▶ [Goal of the exercise]: In the records below, some lines hold the word "storm". Copy each of those lines.

+++ Records to process

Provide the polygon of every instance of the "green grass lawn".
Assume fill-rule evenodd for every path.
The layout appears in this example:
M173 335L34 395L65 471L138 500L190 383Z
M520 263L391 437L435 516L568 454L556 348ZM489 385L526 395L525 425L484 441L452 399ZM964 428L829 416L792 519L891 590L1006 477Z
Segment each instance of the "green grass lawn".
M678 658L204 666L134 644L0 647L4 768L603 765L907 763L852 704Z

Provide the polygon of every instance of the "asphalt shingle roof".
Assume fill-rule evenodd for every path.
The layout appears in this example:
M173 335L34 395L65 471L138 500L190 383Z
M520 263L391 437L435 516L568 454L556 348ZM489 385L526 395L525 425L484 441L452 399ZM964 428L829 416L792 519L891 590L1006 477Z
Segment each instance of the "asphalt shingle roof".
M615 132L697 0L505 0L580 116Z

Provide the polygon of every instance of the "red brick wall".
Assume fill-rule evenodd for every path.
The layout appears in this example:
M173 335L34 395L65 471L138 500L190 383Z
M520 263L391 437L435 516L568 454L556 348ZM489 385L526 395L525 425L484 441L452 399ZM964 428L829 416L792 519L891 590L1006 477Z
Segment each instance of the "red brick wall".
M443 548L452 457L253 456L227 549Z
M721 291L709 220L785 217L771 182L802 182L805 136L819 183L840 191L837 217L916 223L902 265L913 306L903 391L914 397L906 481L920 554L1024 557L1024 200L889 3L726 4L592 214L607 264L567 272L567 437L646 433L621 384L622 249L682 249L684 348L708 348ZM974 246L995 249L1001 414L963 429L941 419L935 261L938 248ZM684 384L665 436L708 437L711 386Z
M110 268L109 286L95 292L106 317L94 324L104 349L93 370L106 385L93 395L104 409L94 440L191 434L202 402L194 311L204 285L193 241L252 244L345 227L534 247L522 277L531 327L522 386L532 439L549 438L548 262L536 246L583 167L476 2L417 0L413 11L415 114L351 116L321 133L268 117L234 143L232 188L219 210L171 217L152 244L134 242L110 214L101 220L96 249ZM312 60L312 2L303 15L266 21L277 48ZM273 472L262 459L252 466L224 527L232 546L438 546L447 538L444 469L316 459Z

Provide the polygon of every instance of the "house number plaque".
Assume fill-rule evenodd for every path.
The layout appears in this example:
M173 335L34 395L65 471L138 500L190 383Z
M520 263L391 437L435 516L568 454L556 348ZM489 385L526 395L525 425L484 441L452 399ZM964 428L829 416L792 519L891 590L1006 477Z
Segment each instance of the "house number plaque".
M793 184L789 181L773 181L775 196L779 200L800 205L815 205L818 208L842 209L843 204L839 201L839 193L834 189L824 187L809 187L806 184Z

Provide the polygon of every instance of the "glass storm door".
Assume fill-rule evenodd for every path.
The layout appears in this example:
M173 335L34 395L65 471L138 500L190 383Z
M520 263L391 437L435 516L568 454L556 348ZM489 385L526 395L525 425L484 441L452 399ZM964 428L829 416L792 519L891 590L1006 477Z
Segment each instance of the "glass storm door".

++++++

▶ [Result of the task]:
Provide the polygon of every instance of the "glass storm door".
Segment each instance of the "glass storm door".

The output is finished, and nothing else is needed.